▶ _Data to use_
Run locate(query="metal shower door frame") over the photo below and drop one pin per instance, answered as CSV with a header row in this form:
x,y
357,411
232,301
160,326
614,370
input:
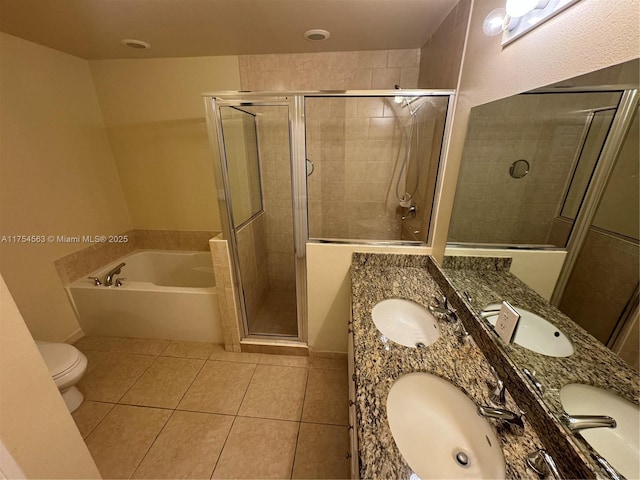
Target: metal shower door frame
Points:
x,y
213,103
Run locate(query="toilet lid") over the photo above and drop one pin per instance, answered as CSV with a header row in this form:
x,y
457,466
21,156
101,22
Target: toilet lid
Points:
x,y
59,357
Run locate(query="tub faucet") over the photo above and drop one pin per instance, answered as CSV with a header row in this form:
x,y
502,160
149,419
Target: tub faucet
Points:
x,y
108,279
575,423
501,414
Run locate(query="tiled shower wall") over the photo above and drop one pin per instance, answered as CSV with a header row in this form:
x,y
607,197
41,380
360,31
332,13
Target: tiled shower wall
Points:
x,y
357,146
334,136
366,70
491,206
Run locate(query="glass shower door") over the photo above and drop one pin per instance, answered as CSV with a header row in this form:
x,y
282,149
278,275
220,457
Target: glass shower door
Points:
x,y
258,158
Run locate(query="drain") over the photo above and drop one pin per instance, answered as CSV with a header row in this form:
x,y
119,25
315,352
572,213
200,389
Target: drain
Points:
x,y
462,459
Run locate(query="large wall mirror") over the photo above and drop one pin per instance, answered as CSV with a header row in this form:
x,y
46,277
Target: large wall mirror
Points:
x,y
557,168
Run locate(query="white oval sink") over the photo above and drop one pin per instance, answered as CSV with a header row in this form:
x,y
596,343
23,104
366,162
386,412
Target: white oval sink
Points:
x,y
535,333
405,322
437,429
620,445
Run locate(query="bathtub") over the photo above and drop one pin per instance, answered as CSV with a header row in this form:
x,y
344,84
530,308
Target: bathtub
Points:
x,y
165,295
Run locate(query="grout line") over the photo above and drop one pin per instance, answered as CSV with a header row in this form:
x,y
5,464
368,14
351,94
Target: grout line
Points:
x,y
223,445
152,443
192,382
304,398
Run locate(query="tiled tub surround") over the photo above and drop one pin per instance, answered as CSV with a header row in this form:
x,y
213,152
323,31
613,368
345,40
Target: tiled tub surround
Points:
x,y
376,277
77,264
488,281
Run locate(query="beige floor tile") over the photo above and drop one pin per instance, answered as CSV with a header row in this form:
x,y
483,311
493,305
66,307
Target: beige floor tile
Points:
x,y
275,392
329,363
122,439
188,446
189,350
110,380
164,383
218,388
142,346
284,360
220,354
258,448
102,344
322,451
327,397
89,415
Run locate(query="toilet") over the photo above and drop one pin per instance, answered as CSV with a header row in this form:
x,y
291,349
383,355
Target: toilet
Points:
x,y
66,364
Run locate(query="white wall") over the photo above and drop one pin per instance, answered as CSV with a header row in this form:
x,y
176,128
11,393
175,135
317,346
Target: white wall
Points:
x,y
35,425
58,176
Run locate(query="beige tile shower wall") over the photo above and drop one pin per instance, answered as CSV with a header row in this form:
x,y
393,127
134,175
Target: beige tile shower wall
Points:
x,y
227,295
440,57
252,253
275,163
362,70
490,205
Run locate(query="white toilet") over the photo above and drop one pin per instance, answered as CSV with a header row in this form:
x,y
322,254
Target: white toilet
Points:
x,y
66,364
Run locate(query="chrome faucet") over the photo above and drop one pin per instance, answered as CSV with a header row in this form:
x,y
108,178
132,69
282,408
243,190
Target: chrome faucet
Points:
x,y
575,423
501,414
498,394
108,279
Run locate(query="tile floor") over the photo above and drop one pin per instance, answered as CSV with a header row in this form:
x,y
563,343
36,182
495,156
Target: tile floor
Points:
x,y
161,409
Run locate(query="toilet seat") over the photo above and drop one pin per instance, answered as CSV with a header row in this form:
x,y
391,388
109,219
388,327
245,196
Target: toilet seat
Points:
x,y
62,360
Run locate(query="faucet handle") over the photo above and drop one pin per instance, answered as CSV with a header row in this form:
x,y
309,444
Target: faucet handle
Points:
x,y
498,395
543,464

▶ _Aim of the task_
In the listing above, find each line containing "shower" and copy it.

▶ _Response area_
Run locate(query="metal shower door frame") over the photo below and drop one pin per instance, answered as CSV with a header row in this form:
Target: metal shower door frame
Run locate(query="tiled shower wall") over the photo above and drop one pin per instance, answered as CSV with a header row in this form:
Target: tiled shower wall
Run locate(query="glass shower door") over the photo above and drop one pin per instance, answered as CSV with a header row in this form:
Target: glass shower door
Run locate(query="beige tile shower wall") over the photo above and drop one pin per instance, answered as CSV with a header row in this form:
Target: beige tile shower wall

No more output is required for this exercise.